● **Record set**:
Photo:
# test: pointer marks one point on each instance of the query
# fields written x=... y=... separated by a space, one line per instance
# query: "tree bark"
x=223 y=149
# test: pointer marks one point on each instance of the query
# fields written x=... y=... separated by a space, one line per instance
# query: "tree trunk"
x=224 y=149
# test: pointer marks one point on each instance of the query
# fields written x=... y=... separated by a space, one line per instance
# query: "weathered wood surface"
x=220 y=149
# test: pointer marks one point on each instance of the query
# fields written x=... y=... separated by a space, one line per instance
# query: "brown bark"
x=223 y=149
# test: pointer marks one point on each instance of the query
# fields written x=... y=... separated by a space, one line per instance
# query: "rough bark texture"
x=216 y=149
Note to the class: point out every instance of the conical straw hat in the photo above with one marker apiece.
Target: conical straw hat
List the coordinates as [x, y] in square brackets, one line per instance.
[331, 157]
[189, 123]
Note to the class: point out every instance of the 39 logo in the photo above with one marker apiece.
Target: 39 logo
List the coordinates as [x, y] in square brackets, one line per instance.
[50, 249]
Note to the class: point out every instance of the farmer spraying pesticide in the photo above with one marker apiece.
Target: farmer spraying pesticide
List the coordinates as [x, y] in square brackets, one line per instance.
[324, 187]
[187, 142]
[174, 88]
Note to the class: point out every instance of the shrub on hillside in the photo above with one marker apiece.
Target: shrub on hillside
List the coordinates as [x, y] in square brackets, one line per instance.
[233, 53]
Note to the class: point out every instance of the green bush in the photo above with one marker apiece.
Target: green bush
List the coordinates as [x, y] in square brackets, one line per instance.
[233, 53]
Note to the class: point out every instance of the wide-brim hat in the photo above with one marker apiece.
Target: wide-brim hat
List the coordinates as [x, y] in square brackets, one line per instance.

● **Aim of the exercise**:
Can you render all of the data above as a JSON list of strings, with one string per line and no blank lines?

● **Task response**:
[
  "Photo:",
  "# test: pointer marks one point on each instance of the query",
  "# fields written x=... y=... separated by a space, one line per instance",
  "# query: \"tree bark\"",
  "x=223 y=149",
  "# test: pointer marks one point on each instance of the query",
  "# fields written x=... y=... separated by a space, one line per instance",
  "# query: \"tree trunk\"",
  "x=224 y=149",
  "# test: pointer marks one point on each instance of the query",
  "# fields written x=... y=... separated by a space, one line per instance",
  "# query: \"weathered wood surface\"",
  "x=220 y=149",
  "# test: pointer marks one point on each instance of the query",
  "# fields written x=... y=... separated by a space, one line per instance",
  "# query: \"brown bark\"",
  "x=223 y=149",
  "# test: pointer marks one point on each instance of the query",
  "# fields written x=... y=... separated by a space, one line per instance",
  "# query: \"rough bark texture\"",
  "x=216 y=149",
  "Note to the class: point out every instance of the conical straw hat in the photo above with one marker apiece.",
  "Target: conical straw hat",
  "List the coordinates as [x, y] in square brackets, one line per instance.",
  "[331, 157]",
  "[189, 123]",
  "Note to the class: point out every instance of the 39 logo in the photo above with one marker apiece.",
  "Target: 39 logo",
  "List the coordinates as [x, y] in square brackets, one line per instance.",
  "[50, 249]",
  "Note to the class: point out every instance of the farmer spraying pesticide in the photo above with one marker apiece.",
  "Target: farmer spraying pesticide",
  "List the coordinates as [x, y] in square brackets, one line per instance.",
  "[324, 187]",
  "[187, 142]",
  "[174, 88]",
  "Note to the class: point out every instance of the shrub on hillside in the photo above with one marker apiece.",
  "Target: shrub on hillside",
  "List the coordinates as [x, y] in square brackets, one line per instance.",
  "[233, 53]",
  "Note to the class: point out every instance of the green bush in the photo above with one marker apiece.",
  "Target: green bush",
  "List the coordinates as [x, y] in square brackets, one line per instance.",
  "[233, 53]",
  "Note to the class: point out every instance of the wide-brim hat in the photo above with one marker apiece.",
  "Target: wide-brim hat",
  "List the coordinates as [x, y] in square brackets, one line per instance."
]